Banquiers en prison, laïcité au balcon

lyon turin smic

Résumons de manière synthétique le social-libéralisme actuellement au pouvoir : le même jour, les députés socialistes ont retiré la taxe à 75% pour le club de Monaco et Michel Sapin a annoncé une augmentation de 10 centimes du Smic horaire.

C’est vrai. Si les députés n’avaient pas exempté l’AS Monaco, les joueurs auraient pu menacer de partir jouer dans un paradis fiscal. Ou Monaco aurait pu quitter le championnat de France. On ne s’en serait pas remis. 10 centimes en plus pour le Smic horaire. Ça ne met même pas l’heure à 10 euros. 9,53  pour être précis. Un joueur de Monaco, il ne sait même plus à quoi ça ressemble un billet de 10 euros. Si ça se trouve, il ne sait même pas que ça existe, des coupures aussi petites.

En même temps, est-ce bien prudent une telle augmentation du Smic ? Les smicards ne risquent-ils pas de tout claquer en prostituées, cocaïne et voitures de sport ?

On vit une époque formidable. Le 16 novembre dernier, lors d’une manifestation assez violente, dans le Val de Suse, en Italie, contre la ligne de TGV Lyon-Turin qui est inutile et risque de dévaster une région magnifique, une des manifestantes a embrassé sur la bouche un policier anti-émeute. Le policier antiémeute a porté plainte pour intimidation sexuelle. On souhaite que lui et sa famille se remettent du traumatisme et puissent retrouver une vie normale. La manifestante a vraiment eu un comportement scandaleux. Un bon pavé dans la tronche, ou un cocktail Molotov, ça aurait quand même été mieux. Ils ne sont pas habitués aux baisers, les policiers anti-émeutes, surtout dans la vallée de Suse où la lutte dure depuis des années, mêlant activistes décroissants et population locale qui inventent de nouveaux modes de résistance et de coopération. Comme, en France, sur le chantier de Notre-Dame-Des-Landes. Se dire que loin des médias, ces mouvements s’enracinent et renouvellent une opposition concrète au système néo-libéral qui s’occupe de moins en moins de l’avis des peuples, ça vous rend le moral après les incessantes bisbilles du Front de gauche que Mélenchon n’a de cesse de vouloir faire imploser puisque les communistes ne sont pas le petit doigt sur la couture du pantalon.

#####

CONSIGNE 1:
Transcrivez à l'identique les lignes du listing, de la ligne contenant « Where can the dark » jusqu'à la fin du listing, les deux bornes comprises.

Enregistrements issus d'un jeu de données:
#####

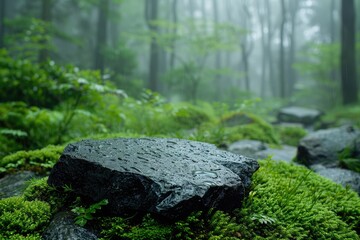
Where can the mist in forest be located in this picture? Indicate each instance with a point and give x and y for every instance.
(301, 52)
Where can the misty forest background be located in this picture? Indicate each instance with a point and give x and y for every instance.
(73, 68)
(196, 49)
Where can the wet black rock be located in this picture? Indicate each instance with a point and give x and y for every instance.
(344, 177)
(169, 177)
(62, 227)
(326, 146)
(283, 153)
(14, 184)
(301, 115)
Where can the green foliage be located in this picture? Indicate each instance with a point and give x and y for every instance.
(23, 218)
(214, 225)
(37, 160)
(317, 67)
(340, 116)
(247, 126)
(121, 228)
(291, 135)
(291, 202)
(39, 190)
(84, 214)
(351, 164)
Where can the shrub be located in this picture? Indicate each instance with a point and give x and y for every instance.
(23, 217)
(147, 229)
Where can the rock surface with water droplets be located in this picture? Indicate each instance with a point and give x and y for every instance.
(169, 177)
(328, 146)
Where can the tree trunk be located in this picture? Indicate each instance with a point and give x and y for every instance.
(271, 79)
(334, 74)
(2, 20)
(173, 43)
(348, 60)
(46, 16)
(282, 52)
(151, 14)
(246, 45)
(261, 16)
(218, 80)
(292, 77)
(101, 37)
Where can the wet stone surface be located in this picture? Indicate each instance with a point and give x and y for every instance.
(62, 227)
(169, 177)
(15, 184)
(326, 146)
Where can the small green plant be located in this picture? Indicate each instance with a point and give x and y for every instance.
(85, 214)
(128, 228)
(291, 135)
(37, 160)
(23, 218)
(39, 190)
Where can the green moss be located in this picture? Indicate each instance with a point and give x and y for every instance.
(351, 164)
(190, 116)
(291, 135)
(37, 160)
(20, 217)
(291, 202)
(147, 229)
(39, 190)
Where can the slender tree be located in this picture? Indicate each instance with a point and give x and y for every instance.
(173, 42)
(46, 16)
(101, 36)
(282, 51)
(2, 20)
(269, 55)
(218, 79)
(151, 15)
(291, 73)
(348, 60)
(261, 16)
(246, 43)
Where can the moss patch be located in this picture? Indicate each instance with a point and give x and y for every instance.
(291, 202)
(37, 160)
(23, 218)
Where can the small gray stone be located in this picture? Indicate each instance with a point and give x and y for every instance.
(301, 115)
(325, 146)
(247, 148)
(343, 177)
(284, 153)
(169, 177)
(62, 227)
(14, 184)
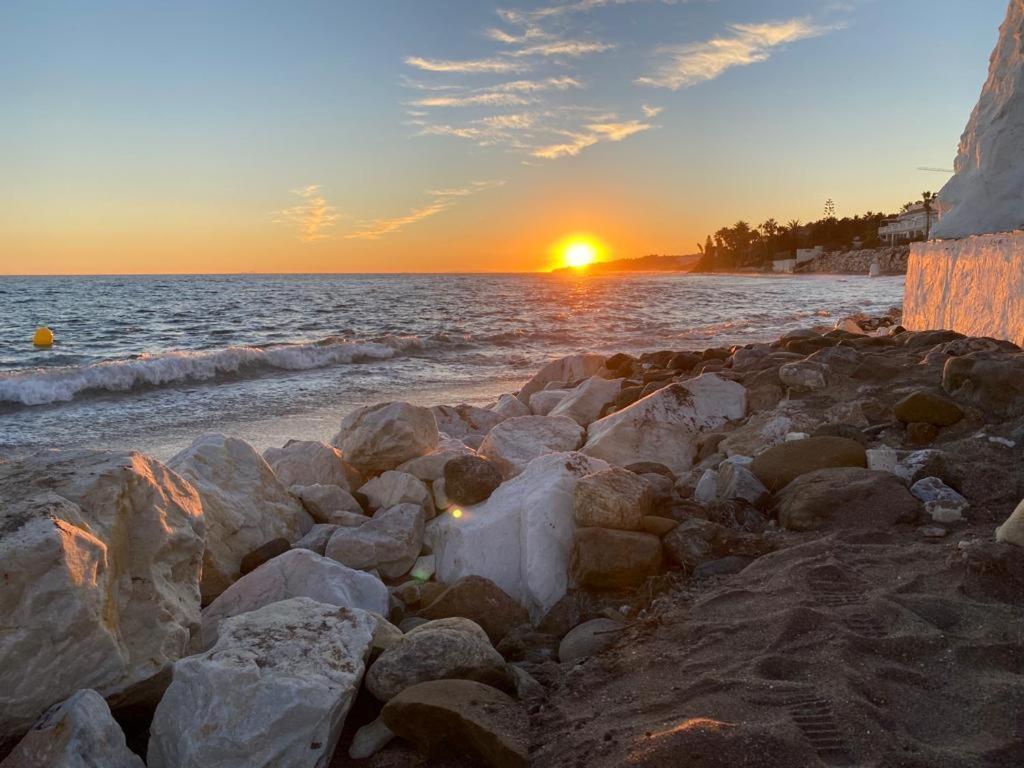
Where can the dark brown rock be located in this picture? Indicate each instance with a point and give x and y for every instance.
(461, 718)
(783, 463)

#####

CONSIGNE 2:
Reprenez la chronique politique sur le Smic et la vallée de Suse là où elle s'interrompt, et poursuivez-la.

RÉPONSE RÉDIGÉE 1:
Where can the dark brown rock be located in this picture? Indicate each instance with a point and give x and y for every instance.
(461, 718)
(783, 463)

RÉPONSE RÉDIGÉE 2:
On en parle trop peu, mais cette résistance que l’on trouve dans le Val de Suse ou à Notre Dame des Landes, elle s’est exprimée et elle a gagné à l’échelle de tout un pays. Non, pas au Venezuela mais, plus près de chez nous, en Islande, le pays des volcans facétieux, des grandes blondes et du polar lent. Les Islandais ont fait une véritable révolution en refusant de payer les conséquences de la crise financière de 2008. Ils ont viré leur gouvernement à plusieurs reprises, renversé leur parlement, réécrit leur constitution et refuser de rembourser les dettes de leurs banquiers. Mieux, ils les jugent : trois anciens dirigeants de la banque Kaupthing, ont été condamnés pour fraude, jeudi 12 décembre. Et ça ne rigole pas : l’ancien directeur général, Hreidar Mar Sigurdsson, a été condamné à cinq ans et demi de prison, et l’ancien président, Sigurdur Einarsson, à cinq ans. L’ancien directeur de la filiale luxembourgeoise, Magnus Gumundsson  a été condamné à trois ans et demi d’emprisonnement. Une peine de trois ans de prison a également été prononcée contre un actionnaire important, Olafur Olafsson. L’Islande, plus de 300 000 habitants et seulement 42 détenus va finir par être le seul pays au monde à être obligé d’agrandir son unique prison pour y mettre des banquiers. 

Un modèle pour nous tous, non ?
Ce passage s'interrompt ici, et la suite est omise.